--- Written problem ---
Pull every line from each of the records below and reproduce it word for word.

Records from a set:
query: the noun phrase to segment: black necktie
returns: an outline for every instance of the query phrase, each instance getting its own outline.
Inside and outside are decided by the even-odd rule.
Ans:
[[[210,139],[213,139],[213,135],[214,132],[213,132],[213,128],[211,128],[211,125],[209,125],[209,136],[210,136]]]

--- Output below ---
query: the noun phrase to segment: black necktie
returns: an outline for every instance of the query phrase, each instance getting its own outline.
Inside and outside are decided by the even-odd rule.
Ans:
[[[210,139],[213,139],[213,135],[214,132],[213,132],[213,128],[211,128],[211,125],[209,125],[209,136],[210,136]]]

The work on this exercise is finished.